Exercise
Please copy every line of the listing below unchanged, except shift each answer coordinate by adding 103 to both of its numbers.

Record set
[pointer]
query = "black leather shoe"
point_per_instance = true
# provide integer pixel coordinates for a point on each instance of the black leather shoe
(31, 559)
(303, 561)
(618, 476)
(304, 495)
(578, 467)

Final answer
[pointer]
query = "black leather shoe"
point_per_instance = true
# provide integer pixel coordinates for a point on each instance of the black leather shoe
(134, 662)
(406, 664)
(721, 579)
(407, 598)
(681, 570)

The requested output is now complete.